Problem statement: Rescale the listing from its first line through the line containing "[(362, 348)]", rewriting every line in that span with the requests left unchanged. Multiply each coordinate in the answers by 2.05 and round to the nearest whole number, with halves rounded up.

Data for this exercise:
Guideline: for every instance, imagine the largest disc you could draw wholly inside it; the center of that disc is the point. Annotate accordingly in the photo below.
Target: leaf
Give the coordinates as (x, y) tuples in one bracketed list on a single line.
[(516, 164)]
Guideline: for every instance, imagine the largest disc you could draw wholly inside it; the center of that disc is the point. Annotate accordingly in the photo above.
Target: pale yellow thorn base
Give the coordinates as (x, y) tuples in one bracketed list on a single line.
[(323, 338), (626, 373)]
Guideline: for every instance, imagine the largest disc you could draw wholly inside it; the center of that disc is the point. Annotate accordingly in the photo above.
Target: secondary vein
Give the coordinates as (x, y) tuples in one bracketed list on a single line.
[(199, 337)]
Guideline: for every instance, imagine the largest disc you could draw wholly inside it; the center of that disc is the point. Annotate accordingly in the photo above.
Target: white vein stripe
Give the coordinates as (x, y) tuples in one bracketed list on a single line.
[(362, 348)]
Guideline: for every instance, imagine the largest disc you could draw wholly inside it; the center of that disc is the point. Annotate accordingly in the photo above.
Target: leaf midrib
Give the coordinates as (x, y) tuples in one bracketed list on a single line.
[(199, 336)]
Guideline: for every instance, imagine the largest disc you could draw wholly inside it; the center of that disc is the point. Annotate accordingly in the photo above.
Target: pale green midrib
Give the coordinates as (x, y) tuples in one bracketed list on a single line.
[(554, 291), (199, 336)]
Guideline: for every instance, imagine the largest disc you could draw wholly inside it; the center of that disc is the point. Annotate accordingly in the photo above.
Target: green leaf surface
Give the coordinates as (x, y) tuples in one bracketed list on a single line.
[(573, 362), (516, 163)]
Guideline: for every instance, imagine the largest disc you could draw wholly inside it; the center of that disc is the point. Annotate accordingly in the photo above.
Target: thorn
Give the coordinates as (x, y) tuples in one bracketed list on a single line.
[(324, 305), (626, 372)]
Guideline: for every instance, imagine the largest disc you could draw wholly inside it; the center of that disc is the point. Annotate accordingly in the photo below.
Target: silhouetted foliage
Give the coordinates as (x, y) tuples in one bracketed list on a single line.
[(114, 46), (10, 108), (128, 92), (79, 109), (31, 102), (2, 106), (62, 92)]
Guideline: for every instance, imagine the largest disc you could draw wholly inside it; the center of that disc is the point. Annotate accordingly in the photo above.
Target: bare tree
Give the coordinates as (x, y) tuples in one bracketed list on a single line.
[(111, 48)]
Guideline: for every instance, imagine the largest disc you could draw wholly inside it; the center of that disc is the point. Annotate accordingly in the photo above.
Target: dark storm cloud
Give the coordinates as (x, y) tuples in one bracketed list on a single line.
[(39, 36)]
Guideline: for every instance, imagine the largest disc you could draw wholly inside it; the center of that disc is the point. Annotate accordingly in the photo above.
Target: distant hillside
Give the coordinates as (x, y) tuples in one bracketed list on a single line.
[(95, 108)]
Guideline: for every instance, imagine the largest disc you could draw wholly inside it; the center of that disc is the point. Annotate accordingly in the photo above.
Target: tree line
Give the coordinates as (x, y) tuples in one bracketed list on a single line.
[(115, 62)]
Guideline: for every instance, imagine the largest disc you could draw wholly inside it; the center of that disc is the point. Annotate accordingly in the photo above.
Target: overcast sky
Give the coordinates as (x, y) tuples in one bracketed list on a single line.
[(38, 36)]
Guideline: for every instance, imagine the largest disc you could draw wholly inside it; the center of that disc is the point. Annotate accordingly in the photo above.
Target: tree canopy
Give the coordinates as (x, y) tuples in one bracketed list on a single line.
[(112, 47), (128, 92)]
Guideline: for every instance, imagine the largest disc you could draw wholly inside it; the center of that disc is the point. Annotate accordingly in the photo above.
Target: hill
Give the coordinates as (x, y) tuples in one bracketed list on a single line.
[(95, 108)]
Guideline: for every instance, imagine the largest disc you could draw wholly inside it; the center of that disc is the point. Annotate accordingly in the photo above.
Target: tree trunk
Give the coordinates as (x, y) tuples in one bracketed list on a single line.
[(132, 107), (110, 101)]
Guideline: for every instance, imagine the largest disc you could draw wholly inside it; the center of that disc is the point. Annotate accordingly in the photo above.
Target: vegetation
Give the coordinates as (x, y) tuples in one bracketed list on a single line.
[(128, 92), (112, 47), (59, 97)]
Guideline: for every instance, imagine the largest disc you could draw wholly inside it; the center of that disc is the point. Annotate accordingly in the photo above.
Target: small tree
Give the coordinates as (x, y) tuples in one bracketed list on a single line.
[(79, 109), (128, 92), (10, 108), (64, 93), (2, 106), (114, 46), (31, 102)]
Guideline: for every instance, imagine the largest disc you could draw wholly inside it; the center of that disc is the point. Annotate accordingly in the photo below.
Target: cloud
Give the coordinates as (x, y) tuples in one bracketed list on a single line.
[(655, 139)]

Reply:
Guideline: for every instance, imagine the largest disc you could draw wholly inside it; the center of that disc is the point. Annotate accordingly in the photo below.
Target: leaf
Give the coordinates as (x, y) tuples in one bracketed list on a single line.
[(1058, 336)]
Guideline: for every instance, imagine the largest disc you could draw wholly inside it; the center of that disc is the point. Annotate accordingly in the photo above.
Target: pale yellow thorn base
Give the coordinates as (x, y) tuples in one bracketed list on a single line.
[(662, 693), (1283, 765)]
Guideline: for every instance, imagine the largest disc you could draw wholly inside it; the center of that disc is the point. Annotate accordingly in the photo above.
Target: secondary vein
Give the coordinates as (x, y) tuples in one bracketed list on a single line.
[(408, 691)]
Guideline: for every instance, imagine the largest disc you could draw wholly inside it; the center of that disc is the point. Annotate accordingly in the photo above.
Target: white vein stripe
Give the coordinates as (x, y) tuples in one bracketed list on a single line.
[(742, 713)]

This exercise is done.